Using the lines below, work out the count of those that hold "target". Give the number only.

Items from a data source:

▶

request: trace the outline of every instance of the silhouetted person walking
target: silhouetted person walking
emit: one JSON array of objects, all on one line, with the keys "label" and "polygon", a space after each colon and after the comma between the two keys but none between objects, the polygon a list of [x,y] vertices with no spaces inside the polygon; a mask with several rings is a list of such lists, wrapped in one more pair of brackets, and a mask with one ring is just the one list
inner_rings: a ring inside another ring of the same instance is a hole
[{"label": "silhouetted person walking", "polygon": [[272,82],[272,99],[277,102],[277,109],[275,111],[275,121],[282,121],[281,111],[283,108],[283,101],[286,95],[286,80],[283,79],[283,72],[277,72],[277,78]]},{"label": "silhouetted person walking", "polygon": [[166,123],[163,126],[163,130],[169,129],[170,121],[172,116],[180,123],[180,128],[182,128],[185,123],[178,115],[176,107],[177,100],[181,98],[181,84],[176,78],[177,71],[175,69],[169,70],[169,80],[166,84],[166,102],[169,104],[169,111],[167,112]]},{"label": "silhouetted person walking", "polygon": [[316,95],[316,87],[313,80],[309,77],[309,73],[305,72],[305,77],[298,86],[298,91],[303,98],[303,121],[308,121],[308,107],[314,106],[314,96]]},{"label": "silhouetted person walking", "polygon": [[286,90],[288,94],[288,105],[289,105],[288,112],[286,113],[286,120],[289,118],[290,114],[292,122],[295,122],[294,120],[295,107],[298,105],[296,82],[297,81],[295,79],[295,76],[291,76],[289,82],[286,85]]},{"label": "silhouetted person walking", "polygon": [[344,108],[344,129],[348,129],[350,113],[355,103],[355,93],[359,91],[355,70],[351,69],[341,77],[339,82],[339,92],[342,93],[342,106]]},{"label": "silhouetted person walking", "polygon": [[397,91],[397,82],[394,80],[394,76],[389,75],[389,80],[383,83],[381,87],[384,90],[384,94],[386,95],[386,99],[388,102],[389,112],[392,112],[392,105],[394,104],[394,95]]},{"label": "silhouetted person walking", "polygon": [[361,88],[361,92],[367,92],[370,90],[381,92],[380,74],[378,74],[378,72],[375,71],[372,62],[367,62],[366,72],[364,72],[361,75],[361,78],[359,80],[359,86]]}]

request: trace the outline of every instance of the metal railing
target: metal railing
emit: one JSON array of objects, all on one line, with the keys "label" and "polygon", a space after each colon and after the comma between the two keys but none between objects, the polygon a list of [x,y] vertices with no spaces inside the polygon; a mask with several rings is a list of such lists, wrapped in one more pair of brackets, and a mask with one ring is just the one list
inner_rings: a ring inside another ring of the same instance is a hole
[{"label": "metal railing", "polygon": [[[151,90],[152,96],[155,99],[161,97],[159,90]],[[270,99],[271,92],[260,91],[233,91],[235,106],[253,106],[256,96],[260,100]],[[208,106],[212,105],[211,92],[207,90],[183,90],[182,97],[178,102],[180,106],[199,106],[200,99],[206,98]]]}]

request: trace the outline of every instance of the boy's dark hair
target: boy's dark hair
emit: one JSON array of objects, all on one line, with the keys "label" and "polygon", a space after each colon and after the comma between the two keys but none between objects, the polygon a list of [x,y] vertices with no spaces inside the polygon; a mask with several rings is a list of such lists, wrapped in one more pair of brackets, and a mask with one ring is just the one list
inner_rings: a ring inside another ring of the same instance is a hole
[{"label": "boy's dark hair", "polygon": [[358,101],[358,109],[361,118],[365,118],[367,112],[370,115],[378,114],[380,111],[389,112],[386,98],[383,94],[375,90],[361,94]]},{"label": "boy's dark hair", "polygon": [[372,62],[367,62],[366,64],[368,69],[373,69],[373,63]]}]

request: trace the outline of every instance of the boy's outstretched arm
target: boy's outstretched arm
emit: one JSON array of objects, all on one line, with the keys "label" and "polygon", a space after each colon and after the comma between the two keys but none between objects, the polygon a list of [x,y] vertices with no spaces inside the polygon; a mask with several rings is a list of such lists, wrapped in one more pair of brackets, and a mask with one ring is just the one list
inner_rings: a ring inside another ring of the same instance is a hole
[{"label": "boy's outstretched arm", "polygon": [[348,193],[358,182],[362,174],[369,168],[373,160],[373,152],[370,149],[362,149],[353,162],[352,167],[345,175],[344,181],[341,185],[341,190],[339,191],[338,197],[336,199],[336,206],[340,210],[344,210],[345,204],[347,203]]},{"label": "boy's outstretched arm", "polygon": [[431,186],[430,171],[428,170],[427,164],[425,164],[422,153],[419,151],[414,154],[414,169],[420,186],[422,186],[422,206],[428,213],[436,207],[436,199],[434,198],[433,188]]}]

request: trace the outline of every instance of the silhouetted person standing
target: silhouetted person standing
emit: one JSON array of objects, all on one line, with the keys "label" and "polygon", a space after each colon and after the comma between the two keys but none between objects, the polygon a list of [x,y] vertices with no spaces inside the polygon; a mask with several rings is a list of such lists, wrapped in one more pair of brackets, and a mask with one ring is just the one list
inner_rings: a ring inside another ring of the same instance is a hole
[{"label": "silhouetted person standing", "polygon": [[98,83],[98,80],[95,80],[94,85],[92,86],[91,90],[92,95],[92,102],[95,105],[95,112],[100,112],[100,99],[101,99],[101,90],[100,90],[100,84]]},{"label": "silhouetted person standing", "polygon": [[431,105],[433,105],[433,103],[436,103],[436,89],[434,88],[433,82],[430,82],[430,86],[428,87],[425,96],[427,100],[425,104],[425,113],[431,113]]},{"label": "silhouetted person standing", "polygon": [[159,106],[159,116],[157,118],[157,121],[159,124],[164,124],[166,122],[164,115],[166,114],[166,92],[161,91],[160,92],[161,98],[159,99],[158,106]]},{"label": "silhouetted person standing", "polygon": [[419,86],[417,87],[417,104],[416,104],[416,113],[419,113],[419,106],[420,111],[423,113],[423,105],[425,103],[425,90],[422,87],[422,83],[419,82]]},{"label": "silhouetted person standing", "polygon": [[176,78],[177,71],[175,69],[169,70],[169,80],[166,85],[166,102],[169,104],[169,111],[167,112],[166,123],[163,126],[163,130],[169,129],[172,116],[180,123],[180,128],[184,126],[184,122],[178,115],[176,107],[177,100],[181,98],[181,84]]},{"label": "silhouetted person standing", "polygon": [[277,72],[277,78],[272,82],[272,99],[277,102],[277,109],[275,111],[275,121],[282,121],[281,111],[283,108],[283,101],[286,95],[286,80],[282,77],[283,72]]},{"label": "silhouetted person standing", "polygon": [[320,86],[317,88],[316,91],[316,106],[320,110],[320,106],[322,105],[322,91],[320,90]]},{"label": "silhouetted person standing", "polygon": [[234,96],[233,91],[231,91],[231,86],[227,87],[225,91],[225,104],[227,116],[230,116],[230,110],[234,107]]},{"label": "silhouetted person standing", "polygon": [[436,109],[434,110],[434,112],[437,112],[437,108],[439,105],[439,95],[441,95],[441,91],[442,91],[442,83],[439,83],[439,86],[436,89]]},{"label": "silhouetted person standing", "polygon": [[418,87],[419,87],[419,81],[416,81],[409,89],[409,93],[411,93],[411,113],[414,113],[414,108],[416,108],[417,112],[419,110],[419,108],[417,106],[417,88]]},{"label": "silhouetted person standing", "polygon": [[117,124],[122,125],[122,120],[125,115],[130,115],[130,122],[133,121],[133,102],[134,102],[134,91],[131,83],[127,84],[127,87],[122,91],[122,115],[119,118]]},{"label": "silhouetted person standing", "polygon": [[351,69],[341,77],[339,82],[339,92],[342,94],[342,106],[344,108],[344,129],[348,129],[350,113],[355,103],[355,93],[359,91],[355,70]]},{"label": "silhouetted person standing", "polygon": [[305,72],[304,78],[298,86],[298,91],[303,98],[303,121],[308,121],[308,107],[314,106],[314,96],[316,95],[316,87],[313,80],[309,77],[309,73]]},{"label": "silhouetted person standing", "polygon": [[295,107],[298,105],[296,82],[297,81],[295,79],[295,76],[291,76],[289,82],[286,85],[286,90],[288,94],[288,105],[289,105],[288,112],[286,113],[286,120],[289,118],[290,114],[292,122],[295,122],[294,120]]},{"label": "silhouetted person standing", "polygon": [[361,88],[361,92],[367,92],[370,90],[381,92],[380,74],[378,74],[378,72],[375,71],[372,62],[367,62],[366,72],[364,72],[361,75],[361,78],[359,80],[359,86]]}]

◀

Written solution:
5